- _Extrait choisi_:
╔══

Par Gilles DENIGOT.
Concernant STX, il y a plusieurs approches. D’abord locales car c’est un vecteur d’emplois considérable. Puis industrielle car c’est un des derniers bastions de l’industrie en France. Également financier car on discute argent public et privé à travers ce dossier. Aussi européen car ce qui est évoqué est un secteur de l’économie européenne et de son absence de cohérence. Enfin mondialisation car ce dont nous parlons concerne désormais les croisières dans le monde à travers la constructions de paquebots.
Sommaire
Le feuilleton très médiatisé de STX en France revient une nouvelle fois au coeur du débat politique.
J’arrête ? Non car l’essentiel est maritime et portuaire..
C’est sous cet angle “oublié” que je vais aborder ce sujet.
Inutile de répéter en boucle, la technicité, le savoir faire des ouvriers et les flatteries peu coûteuses. Ceux qui construisent les navires le savent. Partout le monde du travail a des compétences dans la chaîne de production et de distribution des richesses.

╚══

- _Problèmes à résoudre_:
• A. Répondez à ces questions sur l'extrait consacré à STX :
(i) Pour quelle raison l'approche industrielle est-elle retenue ?
(ii) Quel angle, qualifié d'« oublié », l'auteur choisit-il pour aborder le sujet ?
(iii) Qui, selon l'extrait, connaît déjà la technicité et le savoir-faire des ouvriers ?
• B. Réécrivez tout le passage de l'extrait consacré à STX, depuis "Inutile de répéter" jusqu'à "distribution des richesses.", en substituant "paquebots" à "navires".

- _Lignes de données_:

╔══

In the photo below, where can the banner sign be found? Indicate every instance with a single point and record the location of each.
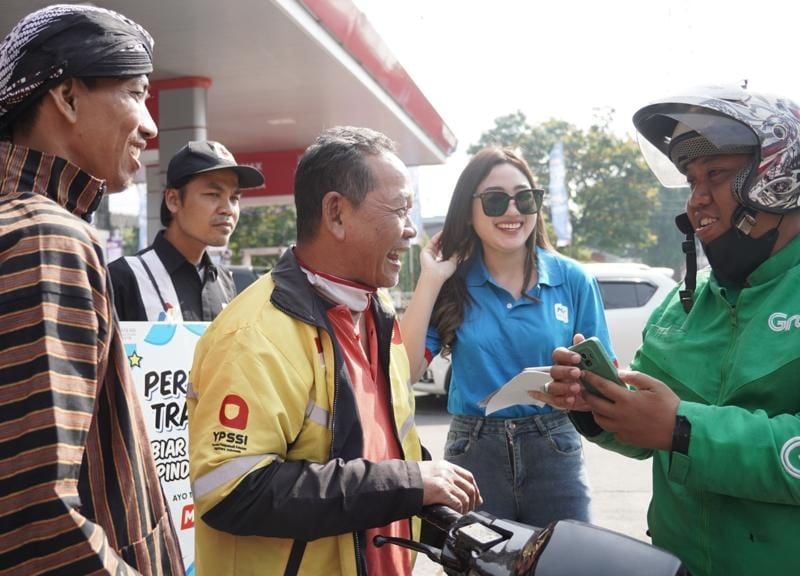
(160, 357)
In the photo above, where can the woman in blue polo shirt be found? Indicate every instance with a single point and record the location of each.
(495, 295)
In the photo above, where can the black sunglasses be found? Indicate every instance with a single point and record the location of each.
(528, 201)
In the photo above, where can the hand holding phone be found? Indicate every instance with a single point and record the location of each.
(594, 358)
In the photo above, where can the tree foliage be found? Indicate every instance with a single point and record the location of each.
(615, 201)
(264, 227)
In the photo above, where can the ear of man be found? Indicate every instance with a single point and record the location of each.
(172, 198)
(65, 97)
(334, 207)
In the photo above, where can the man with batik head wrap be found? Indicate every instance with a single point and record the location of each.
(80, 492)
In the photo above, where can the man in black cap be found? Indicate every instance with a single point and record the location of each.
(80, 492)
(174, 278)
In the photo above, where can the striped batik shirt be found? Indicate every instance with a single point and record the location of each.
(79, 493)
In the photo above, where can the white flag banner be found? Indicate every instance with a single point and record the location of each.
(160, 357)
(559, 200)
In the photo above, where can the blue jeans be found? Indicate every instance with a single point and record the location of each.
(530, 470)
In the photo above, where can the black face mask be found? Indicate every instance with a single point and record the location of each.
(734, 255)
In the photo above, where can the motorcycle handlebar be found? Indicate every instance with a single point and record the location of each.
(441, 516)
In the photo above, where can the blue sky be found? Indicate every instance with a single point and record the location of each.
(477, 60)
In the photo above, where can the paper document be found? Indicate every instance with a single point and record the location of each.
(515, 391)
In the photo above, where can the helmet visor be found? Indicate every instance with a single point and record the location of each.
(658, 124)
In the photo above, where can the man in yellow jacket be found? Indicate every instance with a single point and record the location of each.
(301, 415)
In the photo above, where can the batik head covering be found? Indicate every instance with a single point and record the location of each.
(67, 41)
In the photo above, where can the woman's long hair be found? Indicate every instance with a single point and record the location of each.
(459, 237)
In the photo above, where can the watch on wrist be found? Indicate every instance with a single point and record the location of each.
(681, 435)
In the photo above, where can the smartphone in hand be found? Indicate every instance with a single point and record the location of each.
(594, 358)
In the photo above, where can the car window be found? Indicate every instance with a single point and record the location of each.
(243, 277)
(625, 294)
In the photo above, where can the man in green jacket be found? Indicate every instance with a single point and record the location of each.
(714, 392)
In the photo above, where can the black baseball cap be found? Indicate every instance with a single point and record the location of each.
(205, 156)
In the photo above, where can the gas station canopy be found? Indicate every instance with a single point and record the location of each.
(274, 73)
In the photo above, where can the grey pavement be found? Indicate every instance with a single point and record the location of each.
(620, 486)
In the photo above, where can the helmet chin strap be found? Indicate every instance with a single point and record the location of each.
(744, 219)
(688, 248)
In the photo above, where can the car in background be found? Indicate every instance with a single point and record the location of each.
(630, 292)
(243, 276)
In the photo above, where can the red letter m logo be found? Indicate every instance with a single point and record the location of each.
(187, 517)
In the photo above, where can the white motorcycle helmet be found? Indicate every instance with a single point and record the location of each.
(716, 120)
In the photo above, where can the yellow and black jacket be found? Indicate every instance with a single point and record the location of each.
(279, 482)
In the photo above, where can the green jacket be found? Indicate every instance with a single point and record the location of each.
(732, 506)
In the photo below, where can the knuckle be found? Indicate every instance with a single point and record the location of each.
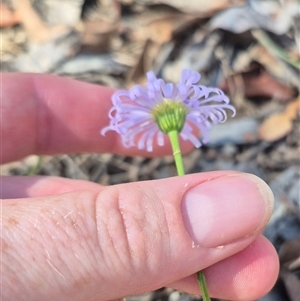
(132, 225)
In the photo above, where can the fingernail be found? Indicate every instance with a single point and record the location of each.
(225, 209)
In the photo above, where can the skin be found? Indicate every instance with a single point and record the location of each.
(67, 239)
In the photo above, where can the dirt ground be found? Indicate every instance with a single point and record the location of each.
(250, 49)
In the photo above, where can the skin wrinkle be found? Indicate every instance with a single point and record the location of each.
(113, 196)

╚══
╔══

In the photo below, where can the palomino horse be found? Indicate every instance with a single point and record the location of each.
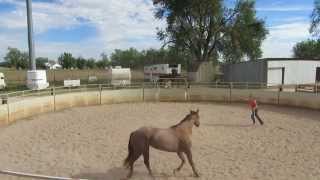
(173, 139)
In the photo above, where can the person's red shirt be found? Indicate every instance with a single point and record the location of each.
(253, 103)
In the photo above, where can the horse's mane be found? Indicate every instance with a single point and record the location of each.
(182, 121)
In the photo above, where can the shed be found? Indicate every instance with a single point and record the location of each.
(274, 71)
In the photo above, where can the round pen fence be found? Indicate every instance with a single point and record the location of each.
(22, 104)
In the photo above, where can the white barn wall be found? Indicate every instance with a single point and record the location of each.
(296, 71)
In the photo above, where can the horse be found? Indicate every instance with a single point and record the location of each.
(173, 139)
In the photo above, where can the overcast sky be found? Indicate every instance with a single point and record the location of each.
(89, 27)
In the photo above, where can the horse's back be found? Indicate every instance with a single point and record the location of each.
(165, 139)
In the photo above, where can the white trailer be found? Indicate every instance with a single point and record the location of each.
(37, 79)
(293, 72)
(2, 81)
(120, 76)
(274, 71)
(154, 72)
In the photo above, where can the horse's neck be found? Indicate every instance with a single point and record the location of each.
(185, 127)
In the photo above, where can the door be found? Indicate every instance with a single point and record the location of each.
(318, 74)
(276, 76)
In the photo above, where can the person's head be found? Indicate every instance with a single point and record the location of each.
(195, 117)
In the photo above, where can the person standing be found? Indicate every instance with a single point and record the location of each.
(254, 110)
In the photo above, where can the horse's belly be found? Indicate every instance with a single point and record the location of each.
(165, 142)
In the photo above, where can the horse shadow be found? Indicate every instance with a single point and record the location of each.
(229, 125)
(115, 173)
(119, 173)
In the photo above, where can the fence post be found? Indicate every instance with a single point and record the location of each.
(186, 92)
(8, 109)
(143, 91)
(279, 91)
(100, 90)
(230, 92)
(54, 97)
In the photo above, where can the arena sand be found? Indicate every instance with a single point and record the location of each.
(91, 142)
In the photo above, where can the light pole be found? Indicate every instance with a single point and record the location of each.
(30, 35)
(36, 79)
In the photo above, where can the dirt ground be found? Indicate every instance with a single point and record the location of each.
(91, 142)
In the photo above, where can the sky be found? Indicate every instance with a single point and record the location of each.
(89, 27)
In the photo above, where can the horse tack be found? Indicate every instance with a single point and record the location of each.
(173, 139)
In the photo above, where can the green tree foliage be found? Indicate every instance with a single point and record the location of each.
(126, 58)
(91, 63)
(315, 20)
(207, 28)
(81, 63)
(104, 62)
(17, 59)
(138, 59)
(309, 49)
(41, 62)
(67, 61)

╚══

- _Corrigé des exercices_:
• A.
(i) Parce que c'est un des derniers bastions de l'industrie en France.
(ii) L'angle maritime et portuaire.
(iii) Ceux qui construisent les navires.

• B.
Inutile de répéter en boucle, la technicité, le savoir faire des ouvriers et les flatteries peu coûteuses. Ceux qui construisent les paquebots le savent. Partout le monde du travail a des compétences dans la chaîne de production et de distribution des richesses.